→ Tasks for this exercise
A - According to the Btrfs patch, what structure can be leaked when a buffered write at or past the file's size runs concurrently with a full ranged fiemap?
B - Repeat the part of the Btrfs patch starting at "From: Filipe Manana" and ending at "extent state structure.".

→ Selected passage
···
[PATCH 4.19 005/149] Btrfs: fix memory leak due to concurrent append writes with fiemap

From: Greg Kroah-Hartman
Date: Mon Nov 04 2019 - 16:58:27 EST


From: Filipe Manana <fdmanana@xxxxxxxx>

[ Upstream commit c67d970f0ea8dcc423e112137d34334fa0abb8ec ]

When we have a buffered write that starts at an offset greater than or
equals to the file's size happening concurrently with a full ranged
fiemap, we can end up leaking an extent state structure.

Suppose we have a file with a size of 1Mb, and before the buffered write
and fiemap are performed, it has a single extent state in its io tree
representing the range from 0 to 1Mb, with the EXTENT_DELALLOC bit set.

The following sequence diagram shows how the memory leak happens if a
fiemap a buffered write, starting at offset 1Mb and with a length of
4Kb, are performed concurrently.

CPU 1 CPU 2

extent_fiemap()
--> it's a full ranged fiemap
range from 0 to LLONG_MAX - 1
(9223372036854775807)

--> locks range in the inode's
io tree
--> after this we have 2 extent
states in the io tree:
--> 1 for range [0, 1Mb[ with
the bits EXTENT_LOCKED and
EXTENT_DELALLOC_BITS set
--> 1 for the range
[1Mb, LLONG_MAX[ with
the EXTENT_LOCKED bit set

--> start buffered write at offset
1Mb with a length of 4Kb

btrfs_file_write_iter()

btrfs_buffered_write()
--> cached_state is NULL

lock_and_cleanup_extent_if_need()
--> returns 0 and does not lock
range because it starts
at current i_size / eof

--> cached_state remains NULL

btrfs_dirty_pages()
btrfs_set_extent_delalloc()
(...)
__set_extent_bit()
···
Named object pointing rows
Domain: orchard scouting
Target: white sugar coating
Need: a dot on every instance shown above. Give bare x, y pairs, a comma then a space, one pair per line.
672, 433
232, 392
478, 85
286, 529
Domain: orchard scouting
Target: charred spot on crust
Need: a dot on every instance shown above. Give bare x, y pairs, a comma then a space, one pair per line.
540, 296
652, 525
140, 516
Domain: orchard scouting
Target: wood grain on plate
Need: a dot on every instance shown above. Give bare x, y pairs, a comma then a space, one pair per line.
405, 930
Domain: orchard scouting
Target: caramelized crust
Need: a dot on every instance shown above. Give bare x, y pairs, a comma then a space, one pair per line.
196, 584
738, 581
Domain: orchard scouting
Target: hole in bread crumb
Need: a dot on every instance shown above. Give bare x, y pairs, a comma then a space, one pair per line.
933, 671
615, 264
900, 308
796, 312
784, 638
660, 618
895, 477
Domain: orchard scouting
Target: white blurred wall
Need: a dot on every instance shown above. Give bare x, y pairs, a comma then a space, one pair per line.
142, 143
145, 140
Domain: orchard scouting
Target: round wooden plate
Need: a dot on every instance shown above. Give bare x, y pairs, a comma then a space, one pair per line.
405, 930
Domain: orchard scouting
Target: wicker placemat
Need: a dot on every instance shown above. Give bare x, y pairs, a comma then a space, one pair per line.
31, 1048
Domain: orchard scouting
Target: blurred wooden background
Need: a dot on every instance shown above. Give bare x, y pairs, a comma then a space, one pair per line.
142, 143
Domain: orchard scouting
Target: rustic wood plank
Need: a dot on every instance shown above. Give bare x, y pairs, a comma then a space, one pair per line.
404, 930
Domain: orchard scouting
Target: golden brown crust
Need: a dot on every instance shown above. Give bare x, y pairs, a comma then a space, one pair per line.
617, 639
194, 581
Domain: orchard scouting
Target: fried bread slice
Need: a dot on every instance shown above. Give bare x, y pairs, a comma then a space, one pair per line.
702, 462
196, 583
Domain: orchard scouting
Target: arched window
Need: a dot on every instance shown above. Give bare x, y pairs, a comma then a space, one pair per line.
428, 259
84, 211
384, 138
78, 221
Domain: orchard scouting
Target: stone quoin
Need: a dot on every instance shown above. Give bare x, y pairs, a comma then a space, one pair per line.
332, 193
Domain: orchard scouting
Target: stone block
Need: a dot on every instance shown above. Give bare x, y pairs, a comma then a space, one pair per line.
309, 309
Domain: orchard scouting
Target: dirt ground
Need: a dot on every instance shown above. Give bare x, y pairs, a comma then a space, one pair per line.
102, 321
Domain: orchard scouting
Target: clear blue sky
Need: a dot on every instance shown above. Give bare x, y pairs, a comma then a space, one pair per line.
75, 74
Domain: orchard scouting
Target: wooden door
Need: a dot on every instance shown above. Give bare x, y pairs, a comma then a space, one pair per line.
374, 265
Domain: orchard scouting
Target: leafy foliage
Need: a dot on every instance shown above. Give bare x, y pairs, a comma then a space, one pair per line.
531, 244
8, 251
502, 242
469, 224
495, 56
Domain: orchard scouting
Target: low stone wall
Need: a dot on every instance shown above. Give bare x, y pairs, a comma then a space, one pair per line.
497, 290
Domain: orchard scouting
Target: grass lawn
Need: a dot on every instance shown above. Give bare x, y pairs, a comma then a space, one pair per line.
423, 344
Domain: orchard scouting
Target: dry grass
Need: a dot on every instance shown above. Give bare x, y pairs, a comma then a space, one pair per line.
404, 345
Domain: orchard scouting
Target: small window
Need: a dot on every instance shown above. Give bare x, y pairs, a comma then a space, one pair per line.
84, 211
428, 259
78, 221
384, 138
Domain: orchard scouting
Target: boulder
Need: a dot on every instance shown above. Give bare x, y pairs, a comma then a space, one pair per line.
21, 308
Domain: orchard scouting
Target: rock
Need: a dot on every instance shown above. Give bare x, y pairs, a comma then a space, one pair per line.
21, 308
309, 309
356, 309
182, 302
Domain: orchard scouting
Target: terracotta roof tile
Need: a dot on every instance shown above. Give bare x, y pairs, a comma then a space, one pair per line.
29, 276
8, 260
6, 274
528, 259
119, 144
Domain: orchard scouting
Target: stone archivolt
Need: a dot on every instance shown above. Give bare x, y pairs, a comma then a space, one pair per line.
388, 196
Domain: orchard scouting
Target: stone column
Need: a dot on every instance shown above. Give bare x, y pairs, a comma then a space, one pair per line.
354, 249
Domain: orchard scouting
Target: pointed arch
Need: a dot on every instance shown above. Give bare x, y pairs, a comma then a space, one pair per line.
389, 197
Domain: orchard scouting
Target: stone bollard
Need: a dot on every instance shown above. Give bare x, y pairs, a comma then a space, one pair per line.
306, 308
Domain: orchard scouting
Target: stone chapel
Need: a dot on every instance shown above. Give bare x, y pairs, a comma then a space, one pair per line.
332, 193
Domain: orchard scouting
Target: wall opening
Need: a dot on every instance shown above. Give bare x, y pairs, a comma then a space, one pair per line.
···
→ The solutions
A - An extent state structure.

B -
From: Filipe Manana <fdmanana@xxxxxxxx>

[ Upstream commit c67d970f0ea8dcc423e112137d34334fa0abb8ec ]

When we have a buffered write that starts at an offset greater than or
equals to the file's size happening concurrently with a full ranged
fiemap, we can end up leaking an extent state structure.